Please render every line of the listing below as a JSON list of strings, one string per line, skipping blank lines and leaving the pictures out.

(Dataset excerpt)
☆ ☆ ☆ ☆
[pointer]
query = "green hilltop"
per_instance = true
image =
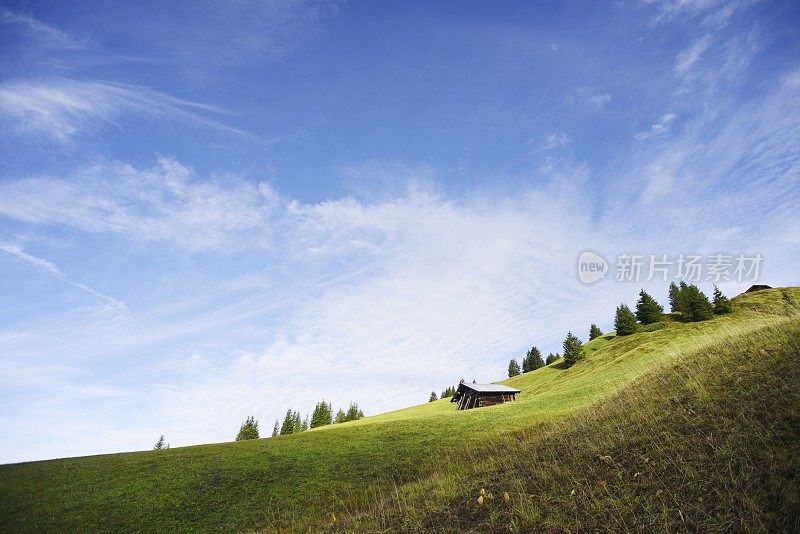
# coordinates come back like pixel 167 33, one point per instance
pixel 688 426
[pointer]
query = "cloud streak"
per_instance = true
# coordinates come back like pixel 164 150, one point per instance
pixel 63 108
pixel 45 33
pixel 659 129
pixel 163 203
pixel 51 269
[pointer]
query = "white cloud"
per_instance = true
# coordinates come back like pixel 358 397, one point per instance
pixel 53 270
pixel 556 139
pixel 601 99
pixel 44 33
pixel 61 108
pixel 659 129
pixel 687 58
pixel 413 291
pixel 712 13
pixel 163 203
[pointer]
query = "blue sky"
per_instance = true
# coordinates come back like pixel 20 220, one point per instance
pixel 216 209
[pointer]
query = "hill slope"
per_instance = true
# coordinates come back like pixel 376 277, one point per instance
pixel 641 430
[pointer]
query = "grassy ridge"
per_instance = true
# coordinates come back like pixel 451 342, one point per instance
pixel 708 444
pixel 296 481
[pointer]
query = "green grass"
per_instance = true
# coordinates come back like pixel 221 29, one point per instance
pixel 422 468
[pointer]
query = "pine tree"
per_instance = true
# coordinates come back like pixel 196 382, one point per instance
pixel 648 311
pixel 322 414
pixel 722 304
pixel 695 303
pixel 532 360
pixel 594 332
pixel 573 350
pixel 625 321
pixel 248 430
pixel 288 423
pixel 674 298
pixel 303 424
pixel 354 413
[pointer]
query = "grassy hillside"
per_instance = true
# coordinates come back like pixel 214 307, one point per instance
pixel 675 428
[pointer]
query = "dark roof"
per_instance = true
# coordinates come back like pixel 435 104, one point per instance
pixel 486 389
pixel 757 287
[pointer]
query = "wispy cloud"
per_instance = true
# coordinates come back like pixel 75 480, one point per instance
pixel 62 108
pixel 240 33
pixel 711 13
pixel 687 58
pixel 51 269
pixel 601 99
pixel 164 203
pixel 659 129
pixel 35 28
pixel 556 139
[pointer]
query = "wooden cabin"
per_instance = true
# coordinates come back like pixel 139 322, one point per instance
pixel 477 395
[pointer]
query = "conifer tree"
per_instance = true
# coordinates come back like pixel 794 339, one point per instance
pixel 322 414
pixel 303 423
pixel 695 304
pixel 624 321
pixel 532 361
pixel 354 413
pixel 722 304
pixel 288 423
pixel 573 350
pixel 648 311
pixel 248 430
pixel 594 332
pixel 674 297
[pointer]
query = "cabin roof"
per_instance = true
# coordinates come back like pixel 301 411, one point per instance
pixel 483 388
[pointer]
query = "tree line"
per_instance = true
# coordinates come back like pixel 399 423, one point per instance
pixel 293 424
pixel 687 302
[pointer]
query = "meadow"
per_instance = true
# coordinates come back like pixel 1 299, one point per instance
pixel 688 426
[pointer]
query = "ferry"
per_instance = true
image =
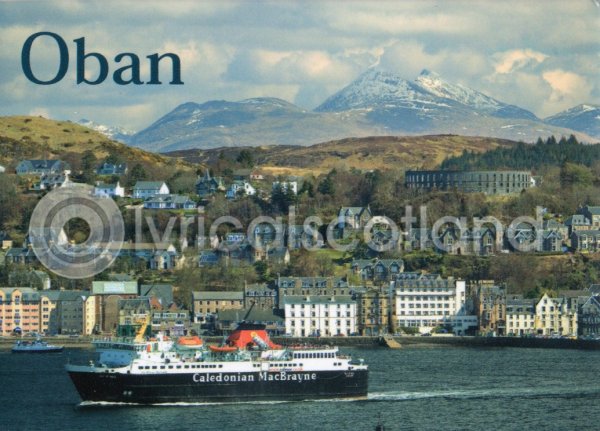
☆ ☆ ☆ ☆
**Task solution:**
[
  "[pointer]",
  "query = \"green hilltop\"",
  "per_instance = true",
  "image =",
  "# coordinates come back like pixel 167 33, one point per instance",
  "pixel 688 426",
  "[pointer]",
  "query = \"cloud streak\"",
  "per_instance = true",
  "# coordinates come back like pixel 164 150, one point per instance",
  "pixel 63 108",
  "pixel 45 33",
  "pixel 659 129",
  "pixel 163 203",
  "pixel 51 269",
  "[pointer]",
  "query = \"white cloud\"",
  "per_instance = true",
  "# coordinates come back like pixel 358 397, one point per instance",
  "pixel 53 270",
  "pixel 556 139",
  "pixel 601 99",
  "pixel 44 33",
  "pixel 61 108",
  "pixel 659 129",
  "pixel 687 58",
  "pixel 413 291",
  "pixel 712 13",
  "pixel 163 203",
  "[pointer]",
  "query = \"blue sky\"",
  "per_instance = true",
  "# coordinates come back like pixel 20 220, one point per instance",
  "pixel 216 209",
  "[pointer]",
  "query = \"hill slope\"",
  "per_instance = true",
  "# coordinates come back like pixel 376 277, one point per instance",
  "pixel 641 430",
  "[pointer]",
  "query = \"grassy ridge\"",
  "per_instance = true",
  "# coordinates come back like pixel 451 342, one point per instance",
  "pixel 708 444",
  "pixel 296 481",
  "[pointer]",
  "query = \"green grass\"",
  "per_instance = true",
  "# coordinates come back like pixel 221 29, one point per instance",
  "pixel 422 468",
  "[pointer]",
  "query = \"pine tree\"",
  "per_instance = true",
  "# coordinates come back like pixel 196 382, one point per instance",
  "pixel 648 311",
  "pixel 322 414",
  "pixel 722 304",
  "pixel 695 303",
  "pixel 532 360",
  "pixel 594 332",
  "pixel 573 350",
  "pixel 625 321",
  "pixel 248 430",
  "pixel 288 423",
  "pixel 674 298",
  "pixel 303 424",
  "pixel 354 413",
  "[pointer]",
  "query = \"grassy hillside\"",
  "per_instance = true",
  "# coordinates come back like pixel 214 307, one point per instance",
  "pixel 675 428",
  "[pointer]",
  "query = \"dark roof\"",
  "per_instance = true",
  "# coordinates come back like pixel 435 104, one point per instance",
  "pixel 486 389",
  "pixel 757 287",
  "[pointer]",
  "query = \"wispy cloud\"",
  "per_instance = true",
  "# coordinates come back like pixel 75 480, one point per instance",
  "pixel 62 108",
  "pixel 240 33",
  "pixel 711 13",
  "pixel 687 58",
  "pixel 51 269",
  "pixel 601 99",
  "pixel 164 203",
  "pixel 659 129",
  "pixel 35 28",
  "pixel 556 139",
  "[pointer]",
  "query = \"wooden cabin\"",
  "per_instance = true",
  "# coordinates come back like pixel 139 322, one point per instance",
  "pixel 477 395",
  "[pointer]",
  "query = \"conifer tree\"",
  "per_instance = true",
  "# coordinates come back like pixel 794 339, one point per instance",
  "pixel 322 414",
  "pixel 303 423",
  "pixel 695 304",
  "pixel 624 321",
  "pixel 532 361",
  "pixel 354 413",
  "pixel 722 304",
  "pixel 288 423",
  "pixel 573 350",
  "pixel 648 311",
  "pixel 248 430",
  "pixel 594 332",
  "pixel 674 297",
  "[pointer]",
  "query = \"cabin roof\"",
  "per_instance = true",
  "# coordinates come back like pixel 301 411, one point per instance",
  "pixel 483 388",
  "[pointer]",
  "query = \"tree line\"",
  "per_instance = true",
  "# coordinates come back like pixel 399 423, one point per instance",
  "pixel 293 424",
  "pixel 687 302",
  "[pointer]",
  "query = \"meadow\"",
  "per_instance = true",
  "# coordinates come back like pixel 1 299, one point per instance",
  "pixel 688 426",
  "[pointer]",
  "query = \"ferry\"",
  "per_instance = true",
  "image ="
]